▶ Exercise instructions:
The full set of records must be returned exactly, character for character.

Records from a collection
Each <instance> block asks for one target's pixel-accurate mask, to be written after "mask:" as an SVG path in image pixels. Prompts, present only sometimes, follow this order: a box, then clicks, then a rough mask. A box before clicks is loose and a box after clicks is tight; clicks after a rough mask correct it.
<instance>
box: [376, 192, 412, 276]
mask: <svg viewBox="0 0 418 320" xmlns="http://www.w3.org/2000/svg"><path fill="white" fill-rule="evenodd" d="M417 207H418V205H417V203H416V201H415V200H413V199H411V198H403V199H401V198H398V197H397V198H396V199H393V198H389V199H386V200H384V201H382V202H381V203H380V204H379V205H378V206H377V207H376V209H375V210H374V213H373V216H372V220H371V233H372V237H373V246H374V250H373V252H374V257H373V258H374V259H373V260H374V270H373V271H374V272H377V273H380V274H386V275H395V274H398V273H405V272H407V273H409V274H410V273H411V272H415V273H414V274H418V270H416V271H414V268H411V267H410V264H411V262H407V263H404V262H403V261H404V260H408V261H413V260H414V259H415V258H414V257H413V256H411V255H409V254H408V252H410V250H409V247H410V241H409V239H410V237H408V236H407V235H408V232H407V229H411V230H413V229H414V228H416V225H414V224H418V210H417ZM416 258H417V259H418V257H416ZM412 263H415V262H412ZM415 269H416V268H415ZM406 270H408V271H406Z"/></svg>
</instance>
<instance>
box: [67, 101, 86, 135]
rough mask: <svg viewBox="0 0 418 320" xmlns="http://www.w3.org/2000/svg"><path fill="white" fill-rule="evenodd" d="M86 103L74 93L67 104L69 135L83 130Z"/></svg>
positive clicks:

▶ Solution to the exercise:
Each <instance> block asks for one target's pixel-accurate mask, to be written after "mask:" as an SVG path in image pixels. Prompts, present only sometimes, follow this order: a box, then clicks, then a rough mask. A box before clicks is loose and a box after clicks is tight; clicks after a rough mask correct it.
<instance>
box: [376, 192, 412, 276]
mask: <svg viewBox="0 0 418 320" xmlns="http://www.w3.org/2000/svg"><path fill="white" fill-rule="evenodd" d="M417 207H418V205H417V203H416V201H415V200H413V199H411V198H403V199H401V198H398V197H397V198H396V199H393V198H389V199H386V200H384V201H382V202H381V203H380V204H379V205H378V206H377V207H376V209H375V210H374V213H373V216H372V220H371V233H372V237H373V246H374V250H373V252H374V257H373V258H374V259H373V260H374V270H373V271H374V272H377V273H380V274H386V275H395V274H398V273H405V272H407V273H409V274H410V273H411V272H415V273H414V274H418V270H416V271H414V268H411V267H410V264H411V262H407V263H404V262H403V261H404V260H408V261H413V260H414V259H415V258H414V257H413V256H411V255H409V254H408V252H410V250H409V247H410V241H409V239H410V237H408V236H407V235H408V232H407V229H411V230H413V229H414V228H416V225H414V224H418V210H417ZM416 258H417V259H418V257H416ZM412 263H415V262H412ZM415 269H416V268H415ZM406 270H408V271H406Z"/></svg>
</instance>
<instance>
box: [67, 101, 86, 135]
rough mask: <svg viewBox="0 0 418 320" xmlns="http://www.w3.org/2000/svg"><path fill="white" fill-rule="evenodd" d="M86 103L74 93L67 104L69 135L83 130Z"/></svg>
positive clicks:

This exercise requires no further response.